=== READING PASSAGE ===

If you are ready to embrace where you are and strengthen yourself, sign up for the support mailing list here, but also head over to one of our supporter sites, Your Spiritual Self, to begin your spiritual journey, where you will learn to let go of ego and invite your guides in. Vicki teaches that spirit is here to guide us to enlightenment, and that the first step on this journey is to understand we are taking part in this human experience to grow and let go of what we thought we knew.

We might feel as though we’ve drawn some really bad luck by having to deal with addictive behaviour, but spirituality teaches us we receive the assignments we are ready to receive, and that we get to resist them in anger or welcome in the chance to work with what’s in front of us so we can empower ourselves through it.

I know addiction is not an easy journey and quite often it’s a long and emotional one too, but there is a chance for you to get something out of it. The question is, will you welcome the assignment or wallow in the injustice of it?

You’re going through it anyway, why not stop resisting what is?

Be strong, don’t enable them

You know the way life is one continuous challenge?

Addicts can’t deal with that. They take everything personally and get sucked into only focusing on the bad. This is why they try to block out what’s bothering them by taking something.

We all have the tendency to do this, it’s just some vices, like food, are more socially acceptable and easier to heal.

Addicts don’t have the strength to cope with life, which means they will take yours if you allow it.

You have to be firm and put yourself and other vulnerable family members first on this healing trip. Because whilst addiction might be a disease, it’s also, in a moment of temptation, a choice. There is always a choice to call a friend rather than a dealer and whilst having empathy is kind, in order to support we mustn’t enable these choices.

3 things you should do for you

Let’s focus on you for a minute. Because I know there’s a good chance nobody else is despite the worry you deal with.

=== SOURCE MATERIAL ===

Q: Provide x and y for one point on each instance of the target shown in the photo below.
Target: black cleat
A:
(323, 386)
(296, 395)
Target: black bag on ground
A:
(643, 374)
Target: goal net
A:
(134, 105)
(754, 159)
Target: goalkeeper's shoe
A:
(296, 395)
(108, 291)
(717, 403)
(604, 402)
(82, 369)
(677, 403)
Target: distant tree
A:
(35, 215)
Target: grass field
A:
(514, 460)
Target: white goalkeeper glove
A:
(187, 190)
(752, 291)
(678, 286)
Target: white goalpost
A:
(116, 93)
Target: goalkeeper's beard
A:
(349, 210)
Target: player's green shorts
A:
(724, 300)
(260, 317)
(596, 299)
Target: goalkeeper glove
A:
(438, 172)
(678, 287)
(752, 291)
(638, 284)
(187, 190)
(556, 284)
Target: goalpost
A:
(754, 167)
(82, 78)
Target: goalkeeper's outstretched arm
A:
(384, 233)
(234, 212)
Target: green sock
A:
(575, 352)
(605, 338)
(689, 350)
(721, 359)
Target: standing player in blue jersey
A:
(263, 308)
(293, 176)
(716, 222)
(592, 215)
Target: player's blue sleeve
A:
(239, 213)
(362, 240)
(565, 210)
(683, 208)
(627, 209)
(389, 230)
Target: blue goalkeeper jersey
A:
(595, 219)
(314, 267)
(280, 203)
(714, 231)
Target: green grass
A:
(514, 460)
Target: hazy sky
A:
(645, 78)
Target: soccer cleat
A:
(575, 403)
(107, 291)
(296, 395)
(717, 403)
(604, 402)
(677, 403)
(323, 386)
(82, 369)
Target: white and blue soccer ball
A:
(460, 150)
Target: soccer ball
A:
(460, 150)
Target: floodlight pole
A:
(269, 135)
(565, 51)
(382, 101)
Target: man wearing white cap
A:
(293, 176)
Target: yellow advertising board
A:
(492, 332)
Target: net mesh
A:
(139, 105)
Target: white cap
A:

===

• _TO DO_:
Pick up the piece on coping with a loved one's addiction where it stops, and go on writing it from there.

• _EXERCISE OUTPUT_:
What should you do day to day to get through this?

I think 3 things.

1) The first is let go of any thoughts of healing the addict in your life. You don’t get a say in their recovery and as frustrating as this is, you save yourself a lot of stress and heartache if you just know this. They don’t get better until they choose better. Which means your life doesn’t get better until they either choose better or you leave.

2) Start planning for the day you might have to leave, even if you have no intention of doing so just yet. Set up a savings account, get qualified, confide in a friend, and know where you are going if you get to the point where you’ve had enough. If the struggling person in your life is a son or daughter, look into support for them should they wish to take it. You may not think it now, but there may come a time when you want to change the locks. Because it’s draining being unable to help someone who doesn’t want your help yet.

3) Get strong yourself. Eat right, exercise, find support for yourself and what you’re going through, and keep going with your sense of purpose. Don’t give up on your job or your social life or your future. Don’t isolate yourself, and always have something planned to bring relaxation and enjoyment.

What else? Can you add anything? Comments are welcome as always.

The blame game

One of the biggest challenges of addiction is the mood swings. We deal with many frustrations during the recovery periods, and these bring temper tantrums and harsh words with them. And when the denial kicks in… Well, talk about manipulation! The blame game is played too, and it’s never their fault.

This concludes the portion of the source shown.